● Exercise description: Rewrite everything from the line containing "of the tall" down to the end of the lines, keeping the requests, with -10 added to every coordinate in the answers.
────────────────────────────────────────
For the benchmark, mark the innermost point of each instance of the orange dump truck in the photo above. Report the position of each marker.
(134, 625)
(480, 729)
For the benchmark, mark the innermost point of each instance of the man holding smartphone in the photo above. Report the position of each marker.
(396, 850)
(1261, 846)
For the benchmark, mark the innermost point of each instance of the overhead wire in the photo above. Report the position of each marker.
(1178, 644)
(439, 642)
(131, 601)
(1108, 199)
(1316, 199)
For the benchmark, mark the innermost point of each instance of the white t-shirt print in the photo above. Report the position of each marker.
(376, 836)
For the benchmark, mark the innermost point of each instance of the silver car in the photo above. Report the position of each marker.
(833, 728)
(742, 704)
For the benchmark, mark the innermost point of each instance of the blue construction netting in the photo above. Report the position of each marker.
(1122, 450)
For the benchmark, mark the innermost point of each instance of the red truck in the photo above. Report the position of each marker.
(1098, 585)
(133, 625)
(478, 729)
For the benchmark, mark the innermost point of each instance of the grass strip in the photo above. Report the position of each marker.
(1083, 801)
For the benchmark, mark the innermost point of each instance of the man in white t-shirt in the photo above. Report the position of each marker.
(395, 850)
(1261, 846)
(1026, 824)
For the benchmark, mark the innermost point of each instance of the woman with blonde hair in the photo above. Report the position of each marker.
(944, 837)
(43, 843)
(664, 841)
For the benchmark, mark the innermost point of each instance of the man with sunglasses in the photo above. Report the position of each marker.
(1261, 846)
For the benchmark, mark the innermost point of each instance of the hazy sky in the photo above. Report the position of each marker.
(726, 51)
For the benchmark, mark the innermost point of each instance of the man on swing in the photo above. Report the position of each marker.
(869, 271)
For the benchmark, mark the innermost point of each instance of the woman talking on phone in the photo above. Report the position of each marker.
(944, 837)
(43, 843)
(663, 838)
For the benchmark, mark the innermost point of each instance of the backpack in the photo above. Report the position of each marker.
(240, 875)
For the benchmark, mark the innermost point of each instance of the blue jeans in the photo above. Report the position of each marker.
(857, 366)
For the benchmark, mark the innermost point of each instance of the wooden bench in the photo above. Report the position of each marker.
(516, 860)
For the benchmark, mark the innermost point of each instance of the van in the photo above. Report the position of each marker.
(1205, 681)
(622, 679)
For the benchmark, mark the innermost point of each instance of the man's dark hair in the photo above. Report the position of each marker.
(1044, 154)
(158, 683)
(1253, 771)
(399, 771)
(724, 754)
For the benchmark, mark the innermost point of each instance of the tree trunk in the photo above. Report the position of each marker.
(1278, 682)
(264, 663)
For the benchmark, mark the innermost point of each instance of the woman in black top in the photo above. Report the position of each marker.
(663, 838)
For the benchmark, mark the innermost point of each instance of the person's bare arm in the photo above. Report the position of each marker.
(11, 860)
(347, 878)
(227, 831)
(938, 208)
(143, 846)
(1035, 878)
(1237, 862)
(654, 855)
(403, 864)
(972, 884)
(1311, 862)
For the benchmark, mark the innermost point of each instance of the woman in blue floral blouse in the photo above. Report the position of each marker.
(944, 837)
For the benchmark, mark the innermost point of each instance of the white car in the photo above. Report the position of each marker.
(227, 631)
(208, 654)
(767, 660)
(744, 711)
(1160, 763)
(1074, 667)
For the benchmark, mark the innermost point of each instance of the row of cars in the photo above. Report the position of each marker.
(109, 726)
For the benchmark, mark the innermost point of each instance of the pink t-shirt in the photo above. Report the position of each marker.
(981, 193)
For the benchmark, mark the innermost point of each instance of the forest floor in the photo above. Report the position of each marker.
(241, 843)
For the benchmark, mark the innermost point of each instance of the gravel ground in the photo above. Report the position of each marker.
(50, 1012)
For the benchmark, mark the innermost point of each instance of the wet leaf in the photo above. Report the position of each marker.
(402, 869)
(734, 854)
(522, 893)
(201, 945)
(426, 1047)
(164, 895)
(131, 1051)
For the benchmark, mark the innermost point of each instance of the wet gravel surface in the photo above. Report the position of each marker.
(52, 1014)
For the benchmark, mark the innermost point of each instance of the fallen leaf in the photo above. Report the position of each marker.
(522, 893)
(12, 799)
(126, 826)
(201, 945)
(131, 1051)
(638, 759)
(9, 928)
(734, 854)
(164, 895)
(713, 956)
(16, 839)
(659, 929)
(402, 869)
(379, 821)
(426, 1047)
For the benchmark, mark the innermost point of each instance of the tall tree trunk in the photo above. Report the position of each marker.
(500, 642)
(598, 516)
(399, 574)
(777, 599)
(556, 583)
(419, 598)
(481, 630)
────────────────────────────────────────
● Output of the task:
For the benchmark, mark the innermost point of each instance of the tall tree trunk in the photo above. Report the position of each marker.
(490, 632)
(588, 506)
(389, 564)
(767, 589)
(546, 573)
(409, 588)
(471, 620)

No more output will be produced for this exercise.